TASK TO COMPLETE
A verbatim reproduction of the lines below, from the line containing "Indicate the man" through the line containing "Indicate the woman's left", both ends included, is the whole required output.

EXERCISE DATA
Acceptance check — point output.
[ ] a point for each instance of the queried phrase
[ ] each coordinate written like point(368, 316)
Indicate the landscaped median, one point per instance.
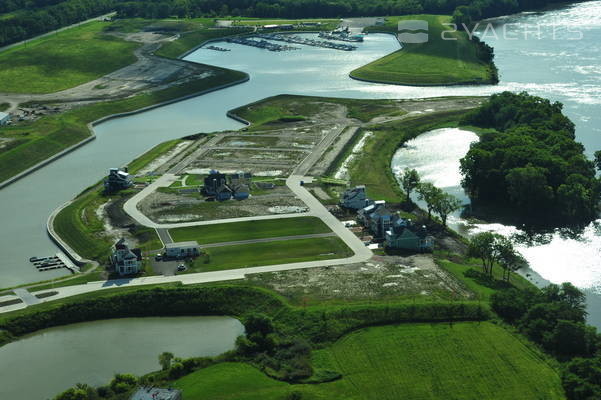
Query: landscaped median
point(453, 60)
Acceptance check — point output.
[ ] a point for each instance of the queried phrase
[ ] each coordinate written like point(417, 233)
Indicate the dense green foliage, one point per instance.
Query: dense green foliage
point(531, 164)
point(439, 61)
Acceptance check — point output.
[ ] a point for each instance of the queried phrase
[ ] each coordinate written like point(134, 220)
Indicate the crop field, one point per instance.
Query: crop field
point(270, 253)
point(63, 60)
point(436, 62)
point(250, 230)
point(410, 361)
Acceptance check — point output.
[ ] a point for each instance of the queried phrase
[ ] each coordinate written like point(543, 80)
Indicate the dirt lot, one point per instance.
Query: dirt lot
point(414, 277)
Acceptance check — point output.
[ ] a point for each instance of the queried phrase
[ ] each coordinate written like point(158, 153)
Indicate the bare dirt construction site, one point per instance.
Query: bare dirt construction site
point(149, 72)
point(173, 206)
point(413, 277)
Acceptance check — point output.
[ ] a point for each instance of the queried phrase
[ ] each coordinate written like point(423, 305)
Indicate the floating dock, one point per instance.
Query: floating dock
point(217, 48)
point(341, 36)
point(307, 42)
point(55, 262)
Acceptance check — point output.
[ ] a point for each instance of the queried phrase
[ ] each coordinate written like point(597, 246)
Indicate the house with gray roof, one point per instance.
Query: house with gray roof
point(126, 261)
point(354, 198)
point(405, 235)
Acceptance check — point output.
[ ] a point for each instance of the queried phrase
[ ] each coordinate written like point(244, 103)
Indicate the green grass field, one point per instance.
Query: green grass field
point(409, 361)
point(250, 230)
point(270, 253)
point(63, 60)
point(437, 62)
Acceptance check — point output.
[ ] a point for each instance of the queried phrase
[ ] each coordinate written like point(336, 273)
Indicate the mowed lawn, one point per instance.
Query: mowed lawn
point(270, 253)
point(437, 62)
point(63, 60)
point(249, 230)
point(409, 361)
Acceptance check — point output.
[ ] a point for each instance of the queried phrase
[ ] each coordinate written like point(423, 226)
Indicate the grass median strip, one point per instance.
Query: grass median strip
point(249, 230)
point(409, 361)
point(270, 253)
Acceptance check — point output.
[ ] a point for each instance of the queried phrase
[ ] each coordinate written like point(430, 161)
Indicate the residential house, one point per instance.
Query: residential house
point(380, 221)
point(4, 118)
point(118, 179)
point(153, 393)
point(364, 213)
point(182, 249)
point(126, 261)
point(403, 234)
point(354, 198)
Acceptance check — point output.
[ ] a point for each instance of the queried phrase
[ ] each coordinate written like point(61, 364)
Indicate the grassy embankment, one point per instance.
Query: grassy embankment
point(64, 60)
point(79, 226)
point(235, 231)
point(411, 361)
point(462, 360)
point(436, 62)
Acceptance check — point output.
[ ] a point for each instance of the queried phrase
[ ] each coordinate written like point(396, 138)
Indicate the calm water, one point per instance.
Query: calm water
point(553, 64)
point(50, 361)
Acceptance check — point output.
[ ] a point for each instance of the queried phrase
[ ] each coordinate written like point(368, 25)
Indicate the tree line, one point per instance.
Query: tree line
point(29, 18)
point(530, 162)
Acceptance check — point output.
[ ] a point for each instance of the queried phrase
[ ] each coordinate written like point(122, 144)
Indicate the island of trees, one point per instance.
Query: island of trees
point(528, 161)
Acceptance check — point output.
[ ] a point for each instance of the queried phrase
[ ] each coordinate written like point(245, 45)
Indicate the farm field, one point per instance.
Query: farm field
point(436, 62)
point(408, 361)
point(235, 231)
point(270, 253)
point(64, 60)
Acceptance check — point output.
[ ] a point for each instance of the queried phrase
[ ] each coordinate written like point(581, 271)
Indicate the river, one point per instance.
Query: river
point(557, 55)
point(562, 69)
point(50, 361)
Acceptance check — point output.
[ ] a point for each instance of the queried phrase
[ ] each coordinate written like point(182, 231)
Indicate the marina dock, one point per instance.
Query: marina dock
point(57, 261)
point(261, 44)
point(307, 42)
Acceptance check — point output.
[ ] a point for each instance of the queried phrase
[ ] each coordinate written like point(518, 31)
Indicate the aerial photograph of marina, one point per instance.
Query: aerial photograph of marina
point(300, 200)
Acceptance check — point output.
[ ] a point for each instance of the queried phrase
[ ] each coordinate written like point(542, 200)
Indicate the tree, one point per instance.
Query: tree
point(429, 193)
point(445, 204)
point(483, 246)
point(409, 181)
point(165, 360)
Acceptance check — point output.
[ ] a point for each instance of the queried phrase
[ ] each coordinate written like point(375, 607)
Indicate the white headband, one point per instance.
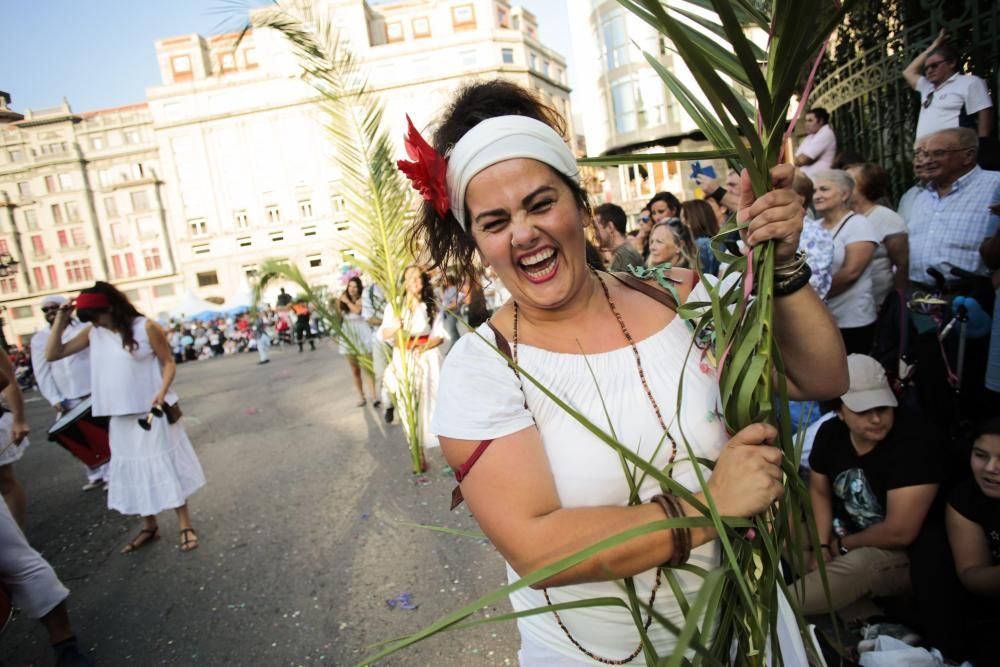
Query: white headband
point(504, 138)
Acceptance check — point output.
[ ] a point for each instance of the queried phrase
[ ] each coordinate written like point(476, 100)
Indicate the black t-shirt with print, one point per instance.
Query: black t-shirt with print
point(968, 500)
point(907, 457)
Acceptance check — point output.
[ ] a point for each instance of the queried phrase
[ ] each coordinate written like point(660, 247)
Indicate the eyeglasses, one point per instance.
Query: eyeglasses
point(939, 153)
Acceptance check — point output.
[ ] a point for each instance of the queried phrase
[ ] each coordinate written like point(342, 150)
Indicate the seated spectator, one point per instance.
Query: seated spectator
point(850, 296)
point(890, 265)
point(698, 217)
point(874, 477)
point(672, 244)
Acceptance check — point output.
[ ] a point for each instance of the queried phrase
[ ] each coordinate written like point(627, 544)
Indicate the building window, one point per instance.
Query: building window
point(463, 17)
point(161, 291)
point(140, 201)
point(181, 66)
point(305, 209)
point(151, 256)
point(421, 27)
point(394, 32)
point(208, 278)
point(78, 271)
point(227, 61)
point(337, 204)
point(118, 233)
point(147, 227)
point(198, 227)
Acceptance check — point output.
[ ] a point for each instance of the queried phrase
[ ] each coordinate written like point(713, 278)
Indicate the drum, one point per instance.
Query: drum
point(83, 435)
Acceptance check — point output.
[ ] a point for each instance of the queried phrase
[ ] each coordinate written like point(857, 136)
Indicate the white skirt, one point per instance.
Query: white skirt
point(153, 470)
point(14, 452)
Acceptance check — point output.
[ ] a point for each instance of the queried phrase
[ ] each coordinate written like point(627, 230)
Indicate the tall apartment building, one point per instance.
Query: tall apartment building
point(81, 200)
point(243, 140)
point(628, 109)
point(228, 162)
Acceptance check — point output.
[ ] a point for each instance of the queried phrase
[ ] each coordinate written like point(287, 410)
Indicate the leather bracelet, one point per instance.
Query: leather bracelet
point(789, 284)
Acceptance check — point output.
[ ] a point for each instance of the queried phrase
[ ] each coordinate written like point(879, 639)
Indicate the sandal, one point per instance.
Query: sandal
point(188, 541)
point(145, 536)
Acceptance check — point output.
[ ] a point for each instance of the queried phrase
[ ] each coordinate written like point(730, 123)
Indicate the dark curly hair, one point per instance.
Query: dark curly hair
point(444, 240)
point(347, 292)
point(426, 292)
point(122, 312)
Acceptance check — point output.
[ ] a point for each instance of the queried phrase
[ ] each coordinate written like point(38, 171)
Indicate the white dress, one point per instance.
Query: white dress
point(356, 328)
point(153, 470)
point(481, 398)
point(424, 371)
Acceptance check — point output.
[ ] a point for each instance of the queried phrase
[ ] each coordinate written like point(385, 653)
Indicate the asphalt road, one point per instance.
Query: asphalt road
point(303, 527)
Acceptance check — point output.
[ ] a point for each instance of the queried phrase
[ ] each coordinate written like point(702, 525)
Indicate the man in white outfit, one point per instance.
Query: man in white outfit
point(66, 382)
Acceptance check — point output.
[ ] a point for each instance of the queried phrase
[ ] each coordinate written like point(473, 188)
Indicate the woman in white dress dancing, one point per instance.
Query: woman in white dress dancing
point(132, 369)
point(355, 328)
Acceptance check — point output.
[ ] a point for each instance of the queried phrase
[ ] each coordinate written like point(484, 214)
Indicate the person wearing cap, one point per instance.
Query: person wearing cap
point(66, 382)
point(874, 477)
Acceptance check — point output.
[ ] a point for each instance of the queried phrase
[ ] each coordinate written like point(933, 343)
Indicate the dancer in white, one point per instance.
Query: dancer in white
point(132, 369)
point(66, 382)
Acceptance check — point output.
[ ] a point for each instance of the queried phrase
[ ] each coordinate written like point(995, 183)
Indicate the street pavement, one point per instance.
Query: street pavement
point(306, 528)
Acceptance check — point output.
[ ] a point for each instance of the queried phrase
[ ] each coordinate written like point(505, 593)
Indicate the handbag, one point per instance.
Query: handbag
point(173, 412)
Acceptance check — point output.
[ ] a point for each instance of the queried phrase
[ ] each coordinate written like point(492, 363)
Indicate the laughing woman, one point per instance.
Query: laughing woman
point(132, 369)
point(543, 487)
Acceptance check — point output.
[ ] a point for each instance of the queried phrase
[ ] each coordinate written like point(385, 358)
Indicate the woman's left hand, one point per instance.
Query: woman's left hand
point(775, 216)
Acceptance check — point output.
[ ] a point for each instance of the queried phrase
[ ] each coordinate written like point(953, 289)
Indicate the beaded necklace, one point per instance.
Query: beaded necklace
point(673, 455)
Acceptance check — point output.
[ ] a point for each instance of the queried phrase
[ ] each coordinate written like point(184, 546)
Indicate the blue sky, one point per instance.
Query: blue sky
point(100, 53)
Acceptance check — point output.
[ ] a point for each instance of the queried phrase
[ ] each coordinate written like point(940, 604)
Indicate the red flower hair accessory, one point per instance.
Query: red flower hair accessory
point(427, 172)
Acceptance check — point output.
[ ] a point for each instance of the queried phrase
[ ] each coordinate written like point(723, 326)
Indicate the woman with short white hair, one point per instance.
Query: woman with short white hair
point(850, 297)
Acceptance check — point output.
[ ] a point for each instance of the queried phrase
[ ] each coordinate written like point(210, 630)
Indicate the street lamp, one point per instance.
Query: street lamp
point(8, 265)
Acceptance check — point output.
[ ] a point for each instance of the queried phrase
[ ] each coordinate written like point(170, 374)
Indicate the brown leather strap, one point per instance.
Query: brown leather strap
point(650, 290)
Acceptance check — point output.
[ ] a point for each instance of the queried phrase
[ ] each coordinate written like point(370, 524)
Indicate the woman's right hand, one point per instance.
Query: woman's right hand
point(747, 475)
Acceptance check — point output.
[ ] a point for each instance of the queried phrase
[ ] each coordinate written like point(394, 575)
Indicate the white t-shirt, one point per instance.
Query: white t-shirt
point(885, 222)
point(962, 92)
point(479, 397)
point(856, 306)
point(822, 146)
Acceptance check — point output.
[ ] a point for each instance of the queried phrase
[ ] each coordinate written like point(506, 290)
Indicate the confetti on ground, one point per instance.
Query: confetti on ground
point(403, 601)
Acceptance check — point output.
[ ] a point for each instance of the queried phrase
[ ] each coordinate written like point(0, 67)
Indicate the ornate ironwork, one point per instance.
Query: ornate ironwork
point(873, 110)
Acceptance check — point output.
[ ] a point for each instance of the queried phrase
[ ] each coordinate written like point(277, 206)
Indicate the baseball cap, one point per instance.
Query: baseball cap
point(869, 386)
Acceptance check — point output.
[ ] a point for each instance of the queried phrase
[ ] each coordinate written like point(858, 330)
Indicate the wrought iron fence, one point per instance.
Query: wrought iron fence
point(873, 110)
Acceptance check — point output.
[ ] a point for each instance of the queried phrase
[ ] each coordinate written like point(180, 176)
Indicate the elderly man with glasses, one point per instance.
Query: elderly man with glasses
point(948, 99)
point(66, 382)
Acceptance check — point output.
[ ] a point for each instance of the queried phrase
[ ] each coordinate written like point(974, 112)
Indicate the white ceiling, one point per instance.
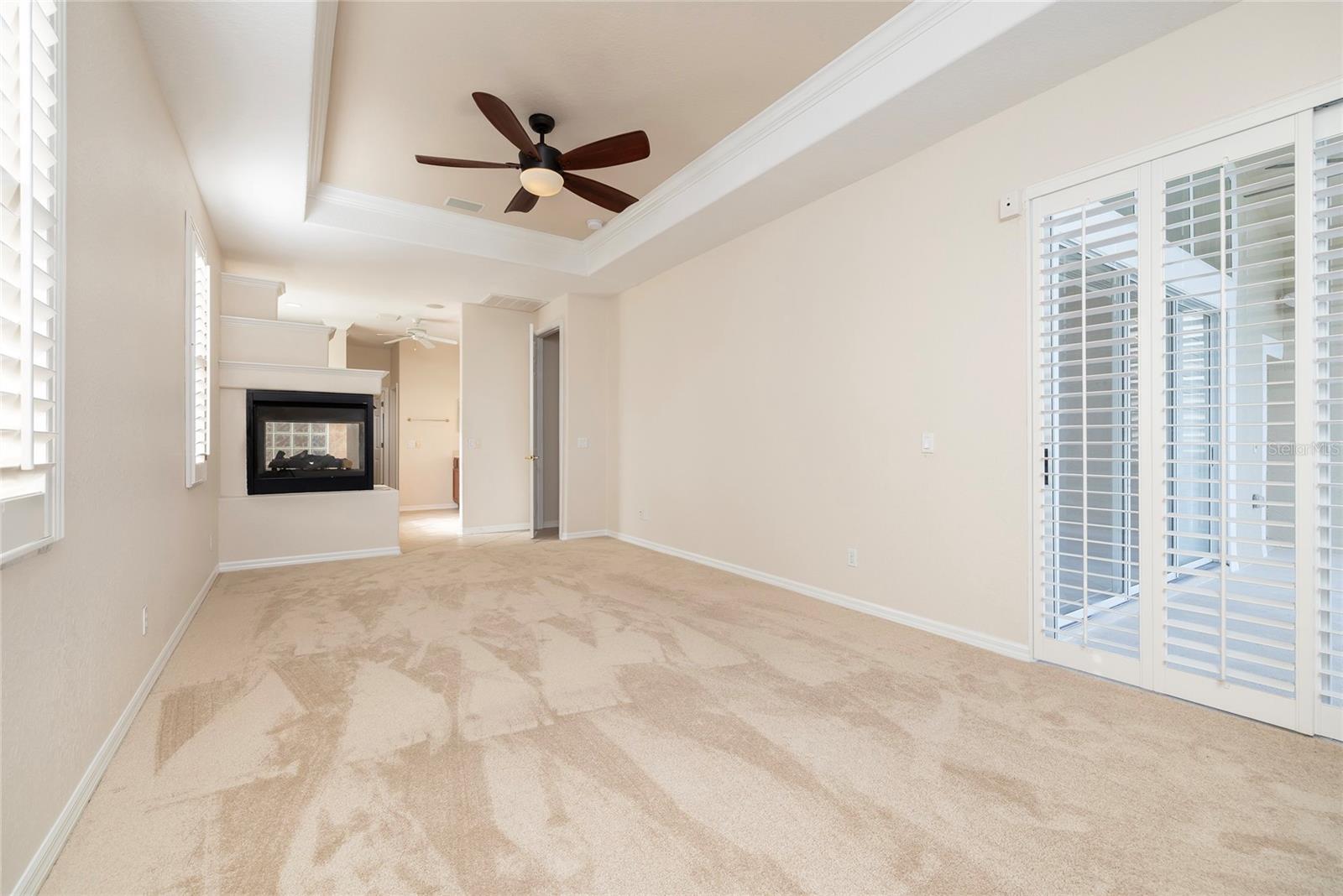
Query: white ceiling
point(685, 73)
point(239, 80)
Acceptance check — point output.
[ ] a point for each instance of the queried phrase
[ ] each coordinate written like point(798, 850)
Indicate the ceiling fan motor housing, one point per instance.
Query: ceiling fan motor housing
point(550, 157)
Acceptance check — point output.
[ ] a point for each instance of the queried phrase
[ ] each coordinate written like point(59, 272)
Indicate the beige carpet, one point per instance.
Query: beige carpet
point(500, 716)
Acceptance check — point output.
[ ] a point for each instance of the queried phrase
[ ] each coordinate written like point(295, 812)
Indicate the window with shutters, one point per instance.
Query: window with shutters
point(1088, 436)
point(31, 273)
point(1189, 305)
point(1329, 309)
point(198, 357)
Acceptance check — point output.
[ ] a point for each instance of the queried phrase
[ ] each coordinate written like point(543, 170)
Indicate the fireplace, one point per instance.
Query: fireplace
point(308, 441)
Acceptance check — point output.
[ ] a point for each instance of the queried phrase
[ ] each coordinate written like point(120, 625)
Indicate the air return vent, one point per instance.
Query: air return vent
point(462, 204)
point(512, 304)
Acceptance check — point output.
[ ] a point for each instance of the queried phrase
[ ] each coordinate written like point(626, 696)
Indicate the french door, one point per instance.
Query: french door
point(1189, 408)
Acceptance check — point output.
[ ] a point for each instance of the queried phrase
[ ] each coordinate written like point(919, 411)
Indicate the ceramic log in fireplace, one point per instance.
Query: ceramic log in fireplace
point(308, 441)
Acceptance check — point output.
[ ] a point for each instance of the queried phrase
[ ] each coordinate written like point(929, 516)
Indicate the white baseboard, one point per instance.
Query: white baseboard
point(954, 632)
point(593, 533)
point(297, 560)
point(505, 528)
point(46, 856)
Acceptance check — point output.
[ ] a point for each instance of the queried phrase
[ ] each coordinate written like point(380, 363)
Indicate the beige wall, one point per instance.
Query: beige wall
point(494, 418)
point(771, 392)
point(366, 357)
point(73, 654)
point(429, 388)
point(245, 297)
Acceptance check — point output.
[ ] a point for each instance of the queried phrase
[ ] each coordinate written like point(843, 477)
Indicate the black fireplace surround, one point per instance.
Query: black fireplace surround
point(301, 441)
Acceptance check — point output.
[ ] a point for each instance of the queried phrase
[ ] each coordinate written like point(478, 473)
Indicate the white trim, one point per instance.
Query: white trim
point(264, 322)
point(920, 40)
point(51, 846)
point(505, 528)
point(1283, 107)
point(199, 472)
point(243, 374)
point(438, 228)
point(300, 560)
point(252, 280)
point(593, 533)
point(324, 43)
point(1011, 649)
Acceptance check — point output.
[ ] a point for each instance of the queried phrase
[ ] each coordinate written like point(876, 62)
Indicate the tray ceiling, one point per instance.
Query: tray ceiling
point(687, 73)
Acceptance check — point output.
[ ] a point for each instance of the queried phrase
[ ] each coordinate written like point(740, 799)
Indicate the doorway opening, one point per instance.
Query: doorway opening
point(546, 435)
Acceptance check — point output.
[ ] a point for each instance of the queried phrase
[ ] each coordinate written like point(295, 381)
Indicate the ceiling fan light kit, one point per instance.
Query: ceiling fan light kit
point(543, 168)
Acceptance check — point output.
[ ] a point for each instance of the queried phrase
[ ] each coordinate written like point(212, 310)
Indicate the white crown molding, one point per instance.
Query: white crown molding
point(252, 280)
point(324, 44)
point(227, 320)
point(920, 40)
point(850, 85)
point(440, 228)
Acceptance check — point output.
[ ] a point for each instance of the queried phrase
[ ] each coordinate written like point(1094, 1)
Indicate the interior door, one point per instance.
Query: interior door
point(1231, 568)
point(534, 399)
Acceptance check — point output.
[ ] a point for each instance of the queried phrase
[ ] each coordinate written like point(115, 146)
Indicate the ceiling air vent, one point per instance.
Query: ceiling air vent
point(512, 304)
point(462, 204)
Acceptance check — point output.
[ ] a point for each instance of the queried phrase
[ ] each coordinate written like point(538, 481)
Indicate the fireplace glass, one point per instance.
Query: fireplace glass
point(308, 441)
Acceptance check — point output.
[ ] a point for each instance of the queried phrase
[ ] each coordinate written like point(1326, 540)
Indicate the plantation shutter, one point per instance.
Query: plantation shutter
point(1329, 309)
point(30, 271)
point(1087, 278)
point(1228, 264)
point(198, 358)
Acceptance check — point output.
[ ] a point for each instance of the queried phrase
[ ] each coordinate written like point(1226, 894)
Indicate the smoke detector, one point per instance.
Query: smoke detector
point(462, 204)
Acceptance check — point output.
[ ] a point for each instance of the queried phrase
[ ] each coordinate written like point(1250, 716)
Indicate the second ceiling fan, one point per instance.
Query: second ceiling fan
point(544, 170)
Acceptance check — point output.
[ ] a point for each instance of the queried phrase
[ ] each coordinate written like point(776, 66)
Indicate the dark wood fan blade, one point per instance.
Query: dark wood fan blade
point(604, 154)
point(598, 194)
point(523, 201)
point(505, 122)
point(461, 163)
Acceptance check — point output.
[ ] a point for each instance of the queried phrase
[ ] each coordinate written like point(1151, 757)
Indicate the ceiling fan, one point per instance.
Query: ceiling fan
point(543, 169)
point(420, 334)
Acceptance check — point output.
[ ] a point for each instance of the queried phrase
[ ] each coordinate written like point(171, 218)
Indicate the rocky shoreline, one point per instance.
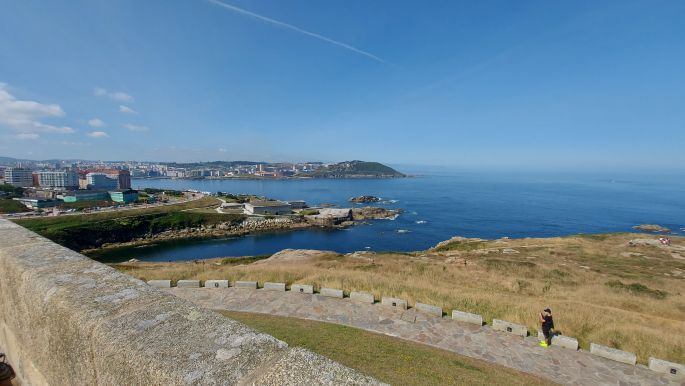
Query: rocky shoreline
point(248, 226)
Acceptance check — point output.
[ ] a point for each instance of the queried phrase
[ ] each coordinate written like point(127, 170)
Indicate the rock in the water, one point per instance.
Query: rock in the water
point(374, 213)
point(652, 228)
point(365, 199)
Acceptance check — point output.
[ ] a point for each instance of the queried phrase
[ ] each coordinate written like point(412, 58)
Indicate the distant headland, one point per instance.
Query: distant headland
point(217, 169)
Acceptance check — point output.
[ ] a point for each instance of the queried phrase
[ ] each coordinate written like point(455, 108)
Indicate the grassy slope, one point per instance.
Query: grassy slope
point(92, 230)
point(576, 276)
point(388, 359)
point(12, 206)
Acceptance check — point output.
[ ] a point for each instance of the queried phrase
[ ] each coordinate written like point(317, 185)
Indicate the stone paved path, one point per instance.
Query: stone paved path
point(557, 364)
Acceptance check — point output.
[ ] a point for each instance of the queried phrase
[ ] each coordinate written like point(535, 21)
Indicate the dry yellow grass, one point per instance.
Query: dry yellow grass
point(568, 274)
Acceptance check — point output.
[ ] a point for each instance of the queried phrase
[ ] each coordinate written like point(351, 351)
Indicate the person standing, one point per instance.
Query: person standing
point(547, 323)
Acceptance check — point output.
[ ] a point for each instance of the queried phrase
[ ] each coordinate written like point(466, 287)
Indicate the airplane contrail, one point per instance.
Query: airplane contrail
point(296, 29)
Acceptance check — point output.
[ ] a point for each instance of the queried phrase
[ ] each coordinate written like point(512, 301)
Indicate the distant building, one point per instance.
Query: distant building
point(268, 207)
point(299, 204)
point(64, 179)
point(101, 181)
point(123, 195)
point(86, 195)
point(124, 179)
point(330, 216)
point(36, 203)
point(19, 177)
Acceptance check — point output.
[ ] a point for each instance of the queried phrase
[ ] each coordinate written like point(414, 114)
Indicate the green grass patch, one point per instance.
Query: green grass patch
point(11, 206)
point(637, 289)
point(87, 204)
point(391, 360)
point(93, 230)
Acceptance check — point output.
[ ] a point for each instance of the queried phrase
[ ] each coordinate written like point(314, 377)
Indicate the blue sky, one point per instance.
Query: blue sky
point(529, 84)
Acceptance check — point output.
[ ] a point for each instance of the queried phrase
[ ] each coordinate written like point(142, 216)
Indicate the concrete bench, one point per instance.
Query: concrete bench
point(613, 354)
point(246, 284)
point(361, 297)
point(274, 286)
point(159, 283)
point(216, 283)
point(467, 317)
point(512, 328)
point(429, 309)
point(302, 288)
point(661, 366)
point(188, 284)
point(331, 292)
point(394, 302)
point(561, 340)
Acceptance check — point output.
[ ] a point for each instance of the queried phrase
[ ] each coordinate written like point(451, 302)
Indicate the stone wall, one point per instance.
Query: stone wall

RESPONSE AREA
Indicate the man in white outfit, one point per instance.
Query: man in white outfit
point(66, 382)
Acceptance check — point output.
[ ] a point for each instance of the queried phrase
[ ] each coordinate written like point(473, 188)
Indicate the woman in white dress dancing, one point per instance.
Query: woman in white dress dancing
point(132, 369)
point(355, 328)
Acceptance check — point output.
[ ] a point for each instance of the queried phrase
[ ] each coordinate written like point(484, 214)
Indicate the person wearing cap, one point per instance.
Query: person wearing cap
point(66, 382)
point(874, 477)
Acceptance check — point output.
[ ] a point for each instance of the queried phrase
[ ] each coordinate written like point(933, 343)
Indicate the dancer in white, one point per instance.
Query: dancer in white
point(132, 369)
point(66, 382)
Acceptance check — point output.
[ ] a point for each instance of the queried phrase
[ ] each coordinate written like point(995, 183)
Indicate the street pavement, one point per instance.
Query: street pavement
point(306, 528)
Acceptance check — point output.
[ ] a point for each instance of the queried phrase
[ ] each coordinate written like point(505, 593)
Indicate the handbag, one point per instance.
Query: handbag
point(173, 412)
Acceptance check — point output.
[ ] a point for each instance of the queried phrase
[ ] each coordinate written like point(492, 363)
Indicate the laughing woman, one point per instance.
Query: laughing woman
point(132, 369)
point(543, 487)
Acceptance check — point output.
[ ] a point for each instance of the queried phrase
[ ] each coordinate written like point(385, 358)
Indicate the woman's left hand, one point per instance.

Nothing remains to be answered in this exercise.